What the task asks: Format the lines below as a Markdown table with the columns "Number" and "Line text," numbering each row and omitting blank lines. Leave the pictures out of the table.

Examples of point labeling:
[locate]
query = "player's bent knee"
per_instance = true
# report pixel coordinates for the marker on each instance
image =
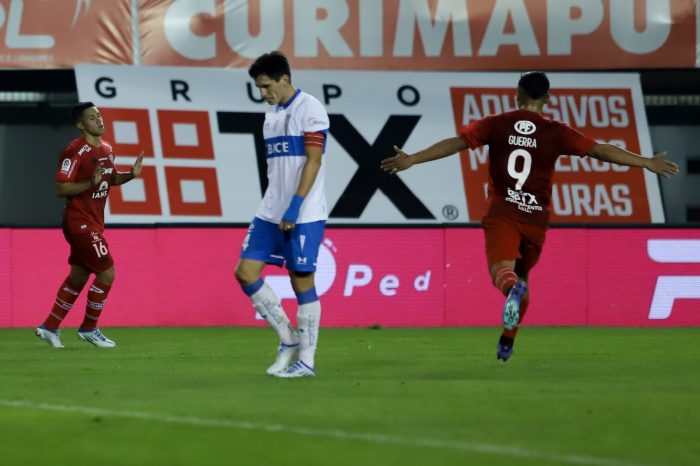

Full solution:
| Number | Line text |
|---|---|
| 1 | [locate] |
| 2 | query = "player's bent knee" |
| 3 | per_instance = true |
| 4 | # report pixel coordinates for the marker on each instance |
| 5 | image = |